Exactly as written, print out each entry in the data, with no pictures.

Content starts

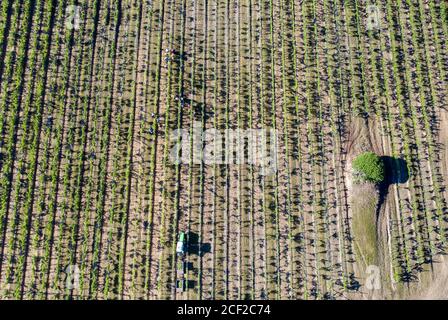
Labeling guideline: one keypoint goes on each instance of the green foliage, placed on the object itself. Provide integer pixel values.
(368, 167)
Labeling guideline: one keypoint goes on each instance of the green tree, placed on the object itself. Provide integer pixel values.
(368, 167)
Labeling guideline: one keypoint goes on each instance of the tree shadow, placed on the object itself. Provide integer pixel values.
(396, 170)
(196, 247)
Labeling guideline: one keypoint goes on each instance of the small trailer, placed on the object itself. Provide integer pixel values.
(180, 248)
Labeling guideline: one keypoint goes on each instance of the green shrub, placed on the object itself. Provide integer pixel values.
(368, 167)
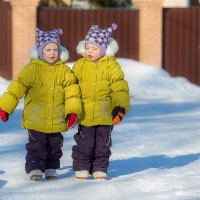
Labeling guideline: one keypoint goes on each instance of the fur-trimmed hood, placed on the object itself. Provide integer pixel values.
(64, 54)
(111, 50)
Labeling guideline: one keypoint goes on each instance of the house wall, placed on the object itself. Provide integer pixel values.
(23, 31)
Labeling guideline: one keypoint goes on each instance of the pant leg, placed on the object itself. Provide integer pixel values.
(102, 150)
(36, 151)
(54, 151)
(83, 151)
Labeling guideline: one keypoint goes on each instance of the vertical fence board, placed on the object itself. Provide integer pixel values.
(181, 42)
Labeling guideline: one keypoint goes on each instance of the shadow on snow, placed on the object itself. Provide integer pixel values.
(129, 166)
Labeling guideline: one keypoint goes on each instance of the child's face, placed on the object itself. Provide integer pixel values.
(93, 52)
(50, 52)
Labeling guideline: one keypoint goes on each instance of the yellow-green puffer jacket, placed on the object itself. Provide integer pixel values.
(50, 93)
(103, 88)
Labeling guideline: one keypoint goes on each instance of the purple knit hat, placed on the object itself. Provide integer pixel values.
(100, 37)
(43, 38)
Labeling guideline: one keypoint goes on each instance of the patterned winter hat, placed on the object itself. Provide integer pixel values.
(100, 37)
(43, 38)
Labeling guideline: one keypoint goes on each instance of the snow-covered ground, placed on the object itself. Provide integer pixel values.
(155, 152)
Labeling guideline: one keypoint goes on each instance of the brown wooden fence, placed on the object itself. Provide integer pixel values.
(76, 23)
(5, 40)
(181, 42)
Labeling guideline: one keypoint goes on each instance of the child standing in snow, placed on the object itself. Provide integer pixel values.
(51, 105)
(105, 98)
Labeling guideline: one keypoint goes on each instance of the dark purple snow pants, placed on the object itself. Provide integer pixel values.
(92, 150)
(43, 151)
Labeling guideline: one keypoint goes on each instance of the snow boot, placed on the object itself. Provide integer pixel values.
(35, 175)
(83, 174)
(51, 174)
(98, 175)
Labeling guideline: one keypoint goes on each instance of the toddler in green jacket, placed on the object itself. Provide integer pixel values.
(105, 98)
(51, 103)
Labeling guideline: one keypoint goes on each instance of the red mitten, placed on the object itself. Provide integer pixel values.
(118, 114)
(4, 115)
(71, 120)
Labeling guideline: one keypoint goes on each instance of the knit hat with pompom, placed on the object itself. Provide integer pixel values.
(100, 37)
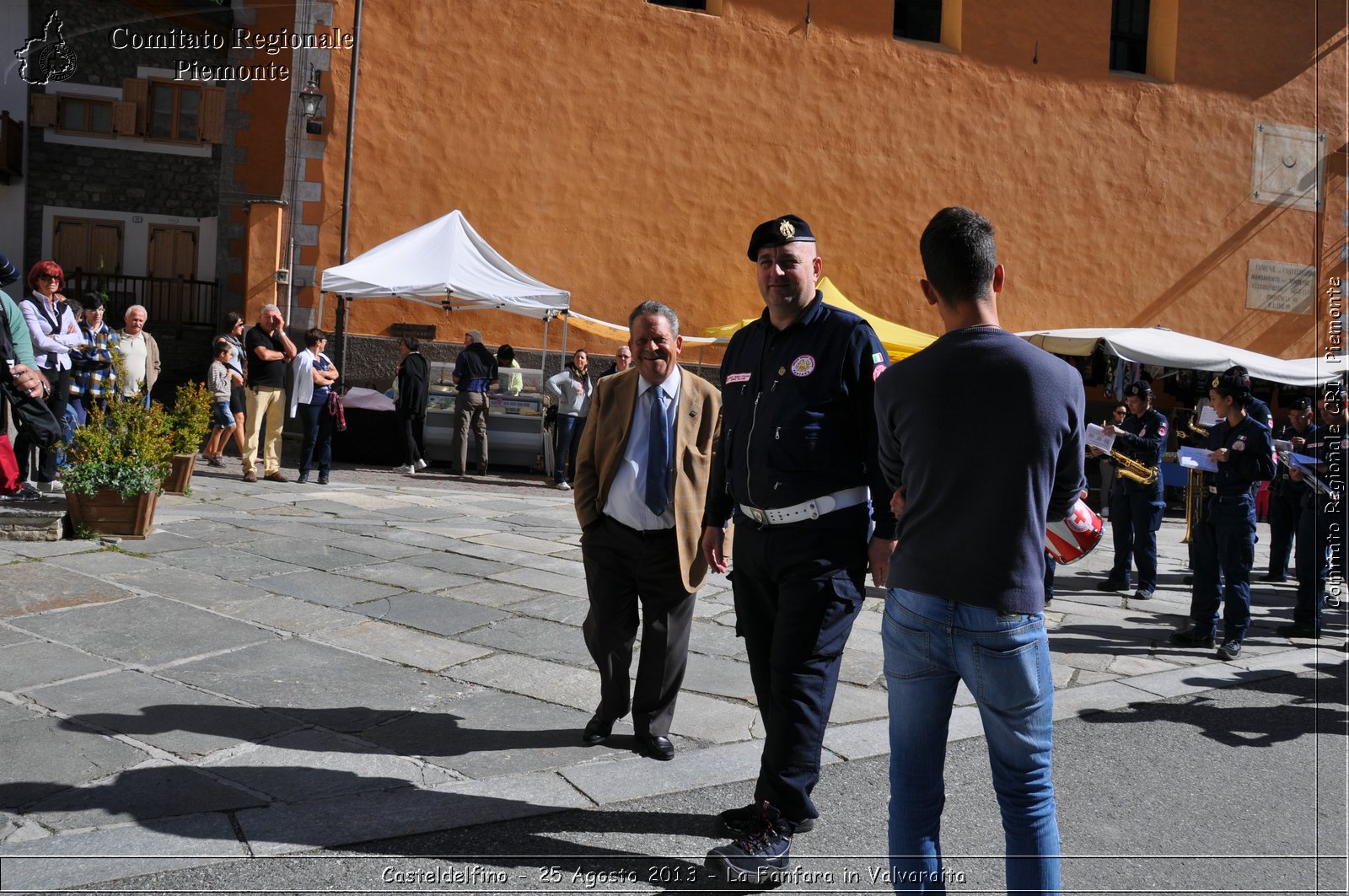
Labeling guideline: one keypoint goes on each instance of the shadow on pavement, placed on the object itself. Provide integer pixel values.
(1315, 706)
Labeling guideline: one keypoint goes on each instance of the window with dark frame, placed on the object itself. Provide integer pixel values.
(175, 112)
(84, 115)
(917, 20)
(1130, 35)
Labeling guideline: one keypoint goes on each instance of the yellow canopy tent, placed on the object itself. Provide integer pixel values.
(900, 341)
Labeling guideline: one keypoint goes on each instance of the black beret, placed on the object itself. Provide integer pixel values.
(780, 231)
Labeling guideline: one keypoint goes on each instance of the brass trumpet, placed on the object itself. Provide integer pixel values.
(1135, 469)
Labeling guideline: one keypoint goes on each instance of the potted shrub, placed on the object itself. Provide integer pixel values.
(116, 466)
(189, 424)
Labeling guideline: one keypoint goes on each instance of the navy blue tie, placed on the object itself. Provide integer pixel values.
(658, 456)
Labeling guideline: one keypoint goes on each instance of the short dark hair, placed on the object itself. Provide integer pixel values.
(958, 254)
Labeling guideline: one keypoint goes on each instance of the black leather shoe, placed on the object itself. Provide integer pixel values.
(735, 822)
(1191, 639)
(598, 730)
(656, 747)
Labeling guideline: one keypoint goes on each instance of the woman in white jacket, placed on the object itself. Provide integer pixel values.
(314, 375)
(572, 390)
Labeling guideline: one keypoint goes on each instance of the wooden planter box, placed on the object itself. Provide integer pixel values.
(108, 514)
(180, 474)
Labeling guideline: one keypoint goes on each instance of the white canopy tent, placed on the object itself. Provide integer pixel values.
(1167, 348)
(443, 263)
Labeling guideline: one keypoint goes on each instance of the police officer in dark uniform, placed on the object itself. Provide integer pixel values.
(796, 459)
(1315, 536)
(1225, 539)
(1137, 507)
(1287, 494)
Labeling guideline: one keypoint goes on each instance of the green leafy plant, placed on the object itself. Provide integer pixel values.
(125, 448)
(189, 421)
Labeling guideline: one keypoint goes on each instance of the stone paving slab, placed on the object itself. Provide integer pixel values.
(143, 794)
(312, 765)
(38, 760)
(100, 563)
(38, 587)
(350, 819)
(78, 860)
(429, 613)
(327, 588)
(486, 734)
(34, 663)
(162, 714)
(227, 563)
(539, 639)
(314, 683)
(200, 590)
(143, 630)
(411, 577)
(395, 642)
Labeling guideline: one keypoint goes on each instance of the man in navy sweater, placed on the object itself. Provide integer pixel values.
(949, 620)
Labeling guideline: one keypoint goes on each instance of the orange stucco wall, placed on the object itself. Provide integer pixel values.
(625, 152)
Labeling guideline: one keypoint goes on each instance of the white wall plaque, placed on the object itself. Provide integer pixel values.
(1287, 165)
(1278, 287)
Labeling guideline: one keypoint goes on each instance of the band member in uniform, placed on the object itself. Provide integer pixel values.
(1137, 507)
(796, 458)
(1225, 539)
(1286, 493)
(1314, 532)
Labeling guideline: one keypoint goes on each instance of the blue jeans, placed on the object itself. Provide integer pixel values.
(1225, 541)
(566, 444)
(1135, 518)
(930, 647)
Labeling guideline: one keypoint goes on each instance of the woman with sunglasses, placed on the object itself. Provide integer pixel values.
(54, 334)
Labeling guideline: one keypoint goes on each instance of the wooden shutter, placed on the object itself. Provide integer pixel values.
(44, 111)
(212, 115)
(125, 119)
(137, 91)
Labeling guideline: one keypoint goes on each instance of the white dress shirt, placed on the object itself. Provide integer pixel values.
(626, 500)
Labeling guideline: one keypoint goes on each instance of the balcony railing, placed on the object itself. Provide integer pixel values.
(168, 300)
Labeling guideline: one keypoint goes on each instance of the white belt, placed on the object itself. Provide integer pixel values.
(813, 509)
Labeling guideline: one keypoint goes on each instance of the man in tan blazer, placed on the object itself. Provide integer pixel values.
(641, 480)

Content ends

Output for this task:
Labeling guideline: one keypoint goes on each instance of the green foliage, placed on the object itself. Provide integer pixel values.
(368, 167)
Labeling guideline: one keypoint goes on each instance of the green tree, placed on the object itself. Provide integer pixel values.
(368, 167)
Labeling guideline: one keypoint goes on each instance of the tree shadow, placed on the object itself. Provide integer pixel values.
(396, 170)
(196, 247)
Labeling guideline: one keypoint goes on each instance of the small trailer, placed on the object itself. Provide integer pixel values.
(180, 248)
Labeling guideline: one keypoint goes on each instance of the green shrub, placed on the object itself. Provide integer pixel values.
(368, 167)
Labeling guideline: one keypoint goes on each instance of the fur-trimmed hood, placed on the object itself. Provide integer pixel values.
(64, 54)
(111, 50)
Labeling guideline: one keypoint goes on each instance of the house wall, placed on the object itself. Provide integer pixel values.
(23, 31)
Labeling guideline: one keypoint goes on each instance of the pant leg, placed on the object itself. Provide integer pixel values.
(102, 150)
(36, 151)
(54, 151)
(83, 151)
Labeling guideline: one keypoint goes on each instance of the vertical fence board, placed on the object itself. Provide integer pixel values.
(181, 42)
Labeling guideline: one keypoint goes on each instance of the shadow on snow, placed on the object itself. Provide integer pixel values.
(129, 166)
Labeling guideline: one keypoint goes on each instance of the child's face, placed on the object itself. Provide integer pixel values.
(93, 52)
(50, 52)
Labeling guideline: one keypoint goes on each instance of the yellow-green puffer jacket, placed on the object itself. Provide integer pixel values.
(50, 93)
(103, 88)
Labeling guideline: one keypoint goes on each instance of the purple knit hat, placed on the object itself. Provide integer pixel values.
(100, 37)
(43, 38)
Labeling guideline: one keypoint goes on each instance of the patterned winter hat, placed on the object itself. Provide integer pixel values.
(100, 37)
(43, 38)
Labeling guideline: one keypoint goes on each instance of the snow-covered ground, placed on the object itself. Provide integer pixel values.
(155, 152)
Labeling guideline: one keypoint goes on each instance of the brown wooden fence, placed on the object itself. Provide integer pixel values.
(76, 23)
(5, 40)
(181, 42)
Labeling guideline: one keypoint goes on each instance of the child standing in snow, placed on the object itself. Provide integer pixel values.
(51, 105)
(105, 98)
Labeling guideline: one keypoint goes on each instance of the dark purple snow pants, placed on the object itself. Provide integer pixel values.
(92, 150)
(43, 151)
Labeling guideline: one keypoint goes on each instance of the snow boot, placed on the object itself. Provide integer pixel values.
(35, 175)
(83, 174)
(51, 174)
(98, 175)
Labeling guideline: one keypoint goes on each instance of the toddler in green jacket, placed on the object itself. Provide integer pixel values.
(105, 98)
(51, 103)
Labeling guideline: one keypoint goes on each instance of the red mitten, placed on the object itself. Provide integer pixel values.
(118, 114)
(4, 115)
(71, 120)
Labeling guideline: one keypoint goes on each instance of the knit hat with pompom, placed on the object itself. Provide integer pixel values.
(100, 37)
Labeling guideline: one keypoint goes on each instance of the shadow on pavement, placed on the object itself. Provide integer pixel values.
(1315, 706)
Labeling guideline: one keypoint goes on each instance of the window with dark frame, placed on the object itself. Provide integer pixel values.
(175, 112)
(84, 115)
(917, 20)
(1130, 35)
Labeling guideline: one keypoint goes on each instance of the yellow canopy tent, placed on the object itself. Provide integer pixel values.
(900, 341)
Labeling guideline: one keypoint goes on each instance of the black beret, placed on the object itself. Provide integer pixel values.
(780, 231)
Labeling guideline: one keypoint goes on each instance of the brass trumpet, placed on the object itself. Provide integer pixel values.
(1135, 469)
Labeling guideline: one keypoint goes on each instance of the potted shrub, placed on the object itself. Provide integer pixel values.
(116, 466)
(189, 424)
Labeling guideline: one keypoint goes on each instance of the navy blue tie, placed on the object itself. Provide integer pixel values.
(658, 456)
Labeling guideline: one keypoint goes on each instance of the short dark hair, placed on the object itself. Provide integer pixel values.
(958, 254)
Labeling guideline: one keypoint goes on each instance of the black leather shoe, placed on the object itself. Provide integer pixel values.
(735, 822)
(1191, 639)
(598, 730)
(656, 747)
Labeling guideline: one keypoint goes on each instance of the woman in white jacket, placed on the object itself. Provide integer pixel values.
(314, 375)
(572, 390)
Labeling guideline: one keypoint goes on each instance of the wooden planter box, placed on the object itself. Provide integer pixel values.
(108, 514)
(180, 474)
Labeling guideline: one keypoint goes on each instance of the white canopy tent, placed on the object itself. Provide integer pixel values.
(1167, 348)
(443, 263)
Labeling guideline: one keypoint goes on each instance of the police officer in dark uniform, placed on the object itself. Provide integer pixel values.
(796, 459)
(1315, 536)
(1225, 539)
(1137, 507)
(1287, 494)
Labeling guideline: one keypoint goes on each instance of the green leafy plant, placed on the object itself. Provide integer pixel values.
(125, 448)
(189, 421)
Labeling guideline: one keypoint goes on each instance of the stone paving slab, placed on the object itself. Provide integer pixel values.
(143, 794)
(312, 765)
(38, 760)
(100, 563)
(38, 587)
(350, 819)
(78, 860)
(429, 613)
(327, 588)
(486, 734)
(34, 663)
(162, 714)
(227, 563)
(539, 639)
(314, 683)
(200, 590)
(143, 630)
(411, 577)
(395, 642)
Labeling guideline: one keypoint goes on each instance of the man in navy sweater, placed on the object itself. Provide integer pixel values.
(949, 620)
Labeling guideline: one keypoint goes on each instance of the orange stucco wall, placed on the object itself. Provide integer pixel values.
(625, 152)
Labeling guideline: one keypoint goes on each instance of the white wall plaque, placed on the object itself. Provide integer pixel values.
(1287, 165)
(1278, 287)
Labeling guideline: one keypoint goes on each instance of the band member in uniform, placed on the object itself. Provide integer pixel values.
(1137, 507)
(796, 458)
(1225, 539)
(1286, 493)
(1314, 532)
Labeling guideline: one keypoint goes on each instance of the blue jeans, placed on the object itself. Provide integer pixel values.
(1225, 541)
(566, 444)
(1135, 518)
(930, 647)
Labeling guideline: one keypoint goes on each instance of the woman with sunglasses, placed on the object itself. Provide integer pixel values.
(54, 334)
Labeling guideline: one keypoint goes on each instance of the wooden shutter, placed on the object itself. Provide integer pixel values.
(44, 111)
(212, 115)
(125, 119)
(137, 91)
Labeling guideline: one keypoint goes on each instance of the white dress shirt, placed on the object itself. Provide integer pixel values.
(626, 500)
Labeling guideline: one keypoint goes on each instance of the balcony railing, placed on the object itself. Provide integer pixel values.
(168, 300)
Labeling guideline: one keypoint goes on each instance of the white belt, placed on the object itself. Provide integer pixel values.
(813, 509)
Labeling guideline: one keypoint goes on each instance of the man in tan blazer, placed on the object itself. Provide integer pixel values.
(641, 480)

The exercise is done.